WHAT TO WORK ON>
1. Translate this sentence from the watch forum thread into Spanish: "I associate heavy with quality."
2. In the watch forum thread, what weight does Time4Playnow give for the GPW-2000?

SUPPLIED TEXT>
You, sir, bring the truth to the table. This short coming is just ridiculous.


----------



## Watch_Geekmaster

Time4Playnow said:


> Someone said the weight spec on the 2000 is 198 grams! Out of curiosity, checked my GPW-1000 and it comes in at.......only 125 grams!! Why nearly a 75g difference??


My guess: additional Bluetooth hardware, as well as additional mechanics for the concentric rings thing for displaying date, day, longitude and other indications.


----------



## t minus

I'll be passing on this one.... no compass, no screw on case back, and only a 24 minute stopwatch. You gotta be kidding me.


----------



## WES51

ocddave said:


> I think my GPW1000T is like 104g....So that 198g is insane to me, not interested in a watch that is almost twice the weight.


Actually 'heavy' is very appealing to me.
I associate heavy with quality.

I wonder where the extra weight is coking from. Is this watch all metal? Or does it have a thicker glass?


----------



## Hassann

t minus said:


> I'll be passing on this one.... no compass, no screw on case back, and only a 24 minute stopwatch. You gotta be kidding me.


Sorry for the ignorance but I've always been curious about the appeal of screw on case backs. Other than easier repairs for DIYers, what other benefit does it serve? I would have thought non-screwbacks would be more secure in the waterproofing and dustproofing sense?

Sent from my SM-G935F using Tapatalk


----------



## Deepsea_dweller

WES51 said:


> Actually 'heavy' is very appealing to me.
> I associate heavy with quality.
> 
> I wonder where the extra weight is coking from. Is this watch all metal? Or does it have a thicker glass?


Same here  Definitely appreciate the additional weight


----------



## SuperP

From the specs it looks like its 120g :think:


----------



## ocddave

Looks like they updated the specs, it was showing 198g.



SuperP said:


> From the specs it looks like its 120g :think:


----------



## huwp

Is anyone aware of a legitimate technical reason why GPS and compass functionality are hard to include together? It seems strange that there is not one watch in the range that includes both of those things - that seem obvious bedfellows to me - but I wonder if there is a reason for that.


----------



## Time4Playnow

WES51 said:


> Actually 'heavy' is very appealing to me.
> I associate heavy with quality.
> 
> I wonder where the extra weight is coking from. Is this watch all metal? Or does it have a thicker glass?


GPW-1000: 125g
GPW-2000: 120g

* I'm glad I have the higher quality GPW-1000!! :-d:-!

Wes, I could point you toward some Invictas that weigh a pound, or close to it! If heavier weight = higher quality, Invicta must make some of the highest quality watches in the world! :think::-d:-d:-d


----------



## WES51

Time4Playnow said:


> GPW-1000: 125g
> GPW-2000: 120g
> 
> * I'm glad I have the higher quality GPW-1000!! :-d:-!


LOL

I'm glad too. Because like I said before (post#40 of this thread), I'm already so in love with the GPW1000 and at the moment just simply can't see beyond that.

But hey, isn't it good to know there are people, who would gladly buy all those GPW1000s that are now going to be flipped for the new GPW2000?

RECORDS SHOWN>
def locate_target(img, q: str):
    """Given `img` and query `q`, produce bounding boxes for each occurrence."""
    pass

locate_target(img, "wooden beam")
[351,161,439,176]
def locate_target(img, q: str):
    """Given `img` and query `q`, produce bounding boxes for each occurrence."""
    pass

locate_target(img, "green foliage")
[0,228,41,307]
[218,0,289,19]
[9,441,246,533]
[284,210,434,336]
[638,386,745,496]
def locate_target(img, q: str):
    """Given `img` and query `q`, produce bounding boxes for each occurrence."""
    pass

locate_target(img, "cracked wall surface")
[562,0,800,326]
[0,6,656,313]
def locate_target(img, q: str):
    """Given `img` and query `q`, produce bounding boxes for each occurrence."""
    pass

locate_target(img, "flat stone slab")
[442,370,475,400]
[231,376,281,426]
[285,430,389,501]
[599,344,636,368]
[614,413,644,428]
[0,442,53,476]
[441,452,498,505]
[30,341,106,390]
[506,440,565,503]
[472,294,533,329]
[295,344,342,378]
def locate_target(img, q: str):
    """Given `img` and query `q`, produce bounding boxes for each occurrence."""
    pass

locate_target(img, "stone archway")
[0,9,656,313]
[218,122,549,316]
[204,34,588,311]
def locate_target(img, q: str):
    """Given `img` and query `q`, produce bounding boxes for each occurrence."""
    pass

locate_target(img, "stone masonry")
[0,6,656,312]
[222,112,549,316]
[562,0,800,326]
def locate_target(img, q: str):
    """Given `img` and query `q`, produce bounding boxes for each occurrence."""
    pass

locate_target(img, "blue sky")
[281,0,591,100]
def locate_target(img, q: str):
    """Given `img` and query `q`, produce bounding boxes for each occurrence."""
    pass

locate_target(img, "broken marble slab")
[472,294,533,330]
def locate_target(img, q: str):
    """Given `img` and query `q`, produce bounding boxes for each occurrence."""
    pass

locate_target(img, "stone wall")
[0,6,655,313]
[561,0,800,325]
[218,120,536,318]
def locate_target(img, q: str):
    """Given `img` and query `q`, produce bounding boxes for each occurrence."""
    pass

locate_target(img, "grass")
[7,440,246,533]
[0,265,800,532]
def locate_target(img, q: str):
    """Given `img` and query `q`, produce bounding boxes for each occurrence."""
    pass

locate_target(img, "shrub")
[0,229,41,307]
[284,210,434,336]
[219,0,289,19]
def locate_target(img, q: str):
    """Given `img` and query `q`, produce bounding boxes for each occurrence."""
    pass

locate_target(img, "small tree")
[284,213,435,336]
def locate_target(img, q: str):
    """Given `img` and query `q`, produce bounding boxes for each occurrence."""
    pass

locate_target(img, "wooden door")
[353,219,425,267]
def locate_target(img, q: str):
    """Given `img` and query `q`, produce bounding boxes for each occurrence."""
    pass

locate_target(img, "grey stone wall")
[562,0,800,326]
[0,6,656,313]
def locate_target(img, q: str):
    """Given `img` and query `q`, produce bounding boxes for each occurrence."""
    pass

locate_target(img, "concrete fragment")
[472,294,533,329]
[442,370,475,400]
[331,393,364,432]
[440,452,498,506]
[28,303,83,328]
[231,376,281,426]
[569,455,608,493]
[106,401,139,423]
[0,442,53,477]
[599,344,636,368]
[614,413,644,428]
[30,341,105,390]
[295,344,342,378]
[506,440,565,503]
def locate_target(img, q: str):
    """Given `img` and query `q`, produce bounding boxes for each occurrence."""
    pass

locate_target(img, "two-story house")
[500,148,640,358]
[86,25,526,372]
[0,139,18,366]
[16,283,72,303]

ANSWERS BELOW>
1. Asocio lo pesado con la calidad.

2. 120g